JOB: Transcribe the tail of the listing: start at the line containing "Locate the white undershirt" and stop after the last line, keeping every character as is and adding nothing.

────────────────────────────────────────

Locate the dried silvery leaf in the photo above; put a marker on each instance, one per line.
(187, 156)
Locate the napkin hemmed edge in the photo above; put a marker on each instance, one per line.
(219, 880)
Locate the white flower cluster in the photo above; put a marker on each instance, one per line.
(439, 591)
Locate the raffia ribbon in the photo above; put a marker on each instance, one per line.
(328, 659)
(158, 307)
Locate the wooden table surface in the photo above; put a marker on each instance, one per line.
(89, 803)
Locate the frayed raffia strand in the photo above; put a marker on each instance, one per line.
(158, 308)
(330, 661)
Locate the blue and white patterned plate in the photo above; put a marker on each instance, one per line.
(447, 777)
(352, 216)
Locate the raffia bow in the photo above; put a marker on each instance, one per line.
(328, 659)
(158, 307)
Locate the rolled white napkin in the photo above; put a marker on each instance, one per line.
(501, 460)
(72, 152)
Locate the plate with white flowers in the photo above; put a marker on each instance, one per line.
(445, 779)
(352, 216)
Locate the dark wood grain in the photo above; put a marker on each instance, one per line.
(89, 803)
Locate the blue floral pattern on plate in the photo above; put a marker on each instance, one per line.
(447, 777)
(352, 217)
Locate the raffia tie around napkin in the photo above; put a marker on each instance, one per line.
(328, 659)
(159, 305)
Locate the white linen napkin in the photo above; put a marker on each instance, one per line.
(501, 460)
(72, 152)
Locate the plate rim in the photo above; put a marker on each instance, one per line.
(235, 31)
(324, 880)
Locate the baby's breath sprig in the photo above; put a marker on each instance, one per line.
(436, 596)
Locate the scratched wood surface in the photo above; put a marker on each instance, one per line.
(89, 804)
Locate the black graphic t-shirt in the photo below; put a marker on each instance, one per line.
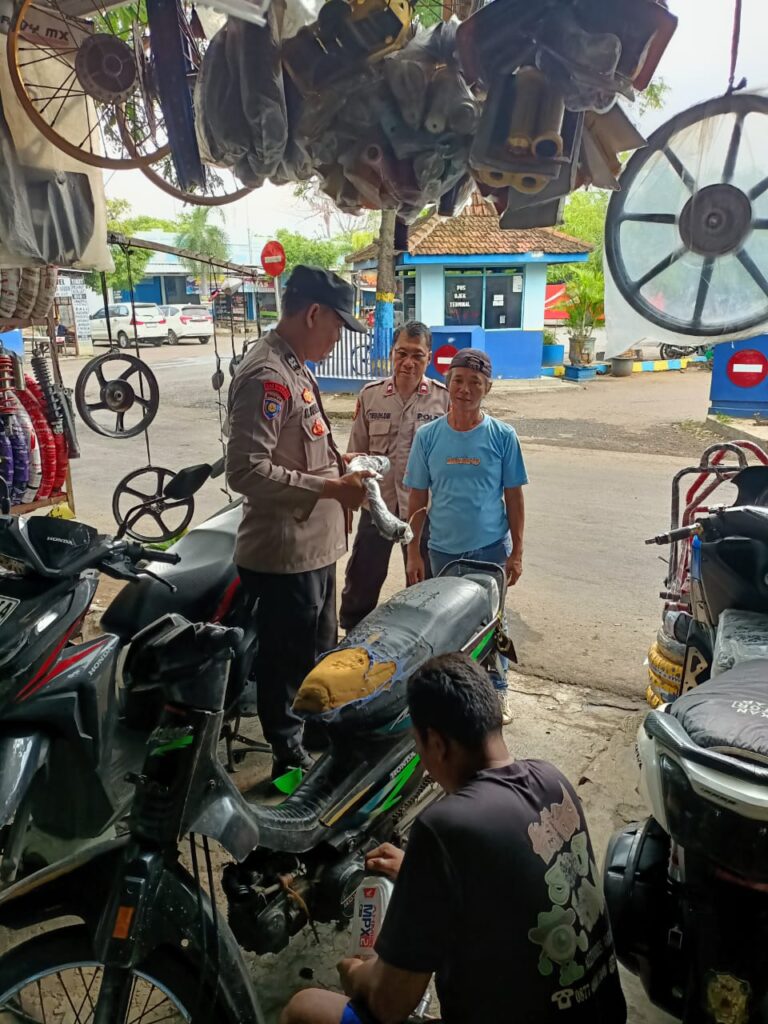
(500, 897)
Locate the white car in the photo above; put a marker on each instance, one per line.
(186, 323)
(151, 325)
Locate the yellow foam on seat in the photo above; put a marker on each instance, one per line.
(341, 677)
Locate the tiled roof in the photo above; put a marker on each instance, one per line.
(475, 231)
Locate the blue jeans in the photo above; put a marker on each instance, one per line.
(497, 553)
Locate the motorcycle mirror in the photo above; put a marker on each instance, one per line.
(187, 481)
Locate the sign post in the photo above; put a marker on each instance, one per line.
(273, 262)
(442, 356)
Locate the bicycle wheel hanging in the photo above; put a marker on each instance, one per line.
(686, 239)
(218, 187)
(87, 84)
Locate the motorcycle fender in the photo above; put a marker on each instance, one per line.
(179, 914)
(75, 887)
(20, 757)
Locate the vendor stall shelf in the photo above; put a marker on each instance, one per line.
(65, 496)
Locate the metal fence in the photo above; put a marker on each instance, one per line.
(357, 356)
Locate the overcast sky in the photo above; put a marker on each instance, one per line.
(695, 66)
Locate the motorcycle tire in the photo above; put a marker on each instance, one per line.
(671, 647)
(69, 949)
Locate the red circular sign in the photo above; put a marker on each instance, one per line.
(442, 357)
(273, 259)
(748, 368)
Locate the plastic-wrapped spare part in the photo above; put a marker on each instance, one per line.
(741, 636)
(582, 64)
(388, 525)
(240, 100)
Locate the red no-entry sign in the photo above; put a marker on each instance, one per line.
(748, 368)
(273, 259)
(442, 357)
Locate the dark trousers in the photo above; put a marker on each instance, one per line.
(368, 567)
(296, 623)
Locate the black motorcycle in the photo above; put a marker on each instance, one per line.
(146, 933)
(67, 734)
(687, 889)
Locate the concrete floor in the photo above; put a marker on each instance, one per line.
(600, 459)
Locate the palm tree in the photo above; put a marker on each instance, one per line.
(209, 241)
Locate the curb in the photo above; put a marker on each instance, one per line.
(734, 433)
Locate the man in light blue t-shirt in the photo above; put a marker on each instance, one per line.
(469, 468)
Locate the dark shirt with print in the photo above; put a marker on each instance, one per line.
(500, 897)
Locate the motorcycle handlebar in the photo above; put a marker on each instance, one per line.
(681, 534)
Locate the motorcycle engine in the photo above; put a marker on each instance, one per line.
(271, 896)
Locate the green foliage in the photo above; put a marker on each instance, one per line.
(198, 236)
(584, 302)
(327, 253)
(119, 219)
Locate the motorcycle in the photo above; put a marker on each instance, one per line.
(687, 889)
(671, 668)
(144, 922)
(69, 728)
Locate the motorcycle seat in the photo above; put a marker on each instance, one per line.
(729, 714)
(432, 617)
(202, 578)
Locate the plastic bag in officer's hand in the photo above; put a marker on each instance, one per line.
(388, 525)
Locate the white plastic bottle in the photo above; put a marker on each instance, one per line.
(371, 902)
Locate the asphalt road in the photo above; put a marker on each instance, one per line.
(600, 466)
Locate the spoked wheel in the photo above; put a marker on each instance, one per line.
(55, 977)
(686, 239)
(88, 84)
(218, 186)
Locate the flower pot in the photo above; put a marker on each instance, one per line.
(581, 350)
(621, 366)
(553, 355)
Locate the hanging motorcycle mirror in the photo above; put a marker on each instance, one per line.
(117, 395)
(686, 239)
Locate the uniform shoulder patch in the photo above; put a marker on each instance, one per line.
(292, 361)
(276, 388)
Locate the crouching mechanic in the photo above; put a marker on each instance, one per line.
(498, 894)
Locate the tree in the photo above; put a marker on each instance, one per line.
(198, 236)
(384, 312)
(119, 220)
(326, 253)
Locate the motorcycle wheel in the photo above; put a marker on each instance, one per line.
(56, 976)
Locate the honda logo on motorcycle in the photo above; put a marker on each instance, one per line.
(7, 607)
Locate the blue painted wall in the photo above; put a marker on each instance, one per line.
(515, 354)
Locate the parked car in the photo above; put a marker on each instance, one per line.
(151, 324)
(188, 322)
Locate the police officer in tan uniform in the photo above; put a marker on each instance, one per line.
(387, 415)
(282, 458)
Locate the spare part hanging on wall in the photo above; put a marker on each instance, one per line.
(87, 85)
(143, 510)
(116, 388)
(686, 239)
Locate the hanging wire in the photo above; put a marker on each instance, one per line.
(127, 252)
(735, 41)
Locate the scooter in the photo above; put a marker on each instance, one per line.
(68, 734)
(687, 889)
(148, 934)
(671, 669)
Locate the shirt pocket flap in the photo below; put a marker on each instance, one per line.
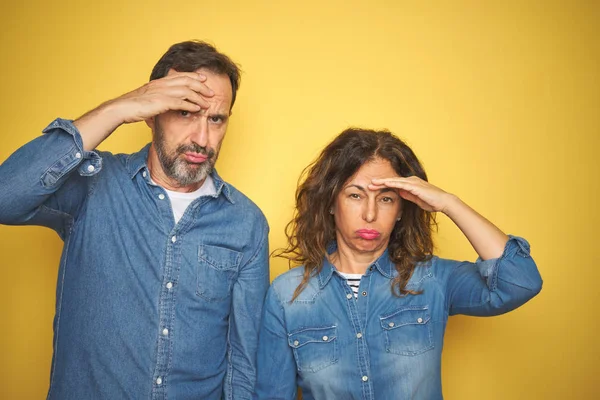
(219, 258)
(415, 315)
(312, 335)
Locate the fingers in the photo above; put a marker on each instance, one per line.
(193, 80)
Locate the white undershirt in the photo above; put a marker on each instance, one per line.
(180, 200)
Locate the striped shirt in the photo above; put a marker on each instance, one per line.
(353, 281)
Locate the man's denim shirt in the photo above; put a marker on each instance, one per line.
(379, 346)
(145, 308)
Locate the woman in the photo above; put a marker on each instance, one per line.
(364, 317)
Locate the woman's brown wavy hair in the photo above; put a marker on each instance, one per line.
(313, 228)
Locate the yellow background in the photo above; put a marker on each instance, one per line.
(501, 101)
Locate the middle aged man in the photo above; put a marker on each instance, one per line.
(165, 266)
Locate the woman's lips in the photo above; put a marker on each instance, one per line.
(195, 158)
(368, 234)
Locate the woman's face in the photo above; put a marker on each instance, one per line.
(365, 218)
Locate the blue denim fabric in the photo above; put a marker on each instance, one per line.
(379, 346)
(145, 308)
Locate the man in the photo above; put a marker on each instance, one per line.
(165, 266)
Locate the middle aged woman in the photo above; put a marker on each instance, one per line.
(364, 317)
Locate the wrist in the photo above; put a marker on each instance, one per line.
(452, 205)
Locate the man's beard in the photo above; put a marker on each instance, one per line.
(176, 167)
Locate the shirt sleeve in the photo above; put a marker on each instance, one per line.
(495, 286)
(46, 180)
(276, 365)
(244, 322)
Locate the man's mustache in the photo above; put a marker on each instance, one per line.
(195, 148)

────────────────────────────────────────

TASK RESULT:
Locate the white undershirt in the photo above; put a marker on each instance, one per line.
(180, 200)
Locate the striped shirt in the photo above; put a marker on each instance, one per line.
(353, 281)
Locate the man's denim shirt in the photo above; put a marker on each instance, one per line.
(379, 346)
(145, 308)
Locate the woman in the photo above; put a marker on each instance, one per line.
(364, 317)
Locate the woman's brown wavy hair in the photo above; put a marker on each instance, one per line.
(313, 228)
Locate the yellow background in the photo above; put a marker on each instance, one per line.
(501, 101)
Locate the middle aged man in the photo above; put a marker on each instance, one per line.
(165, 266)
Locate the woman's lips in the photo above; put a marker on each instance, one per line.
(195, 158)
(368, 234)
Locate the woman's face in the photo above; put a marker on each instance, one per line.
(365, 218)
Locate the blue denim fabric in the photo above; put a marker on each instance, one per line.
(379, 346)
(145, 308)
Locate the man in the photo above; put a marker on each instance, one per line.
(165, 266)
Locate the middle aged woman in the photo above; put a marker on each instance, one per line.
(364, 317)
Locate the wrist in the photo above; put a marker on each instance, one per line.
(452, 205)
Locate the man's beard in the photo above; put a marker on each instance, one per line.
(176, 167)
Locate the shirt sleeve in the photo above; put a marker on each instance, one per line.
(495, 286)
(46, 180)
(276, 365)
(244, 322)
Locate the man's mustache in the photo above; put a marker on each instance, one per line.
(195, 148)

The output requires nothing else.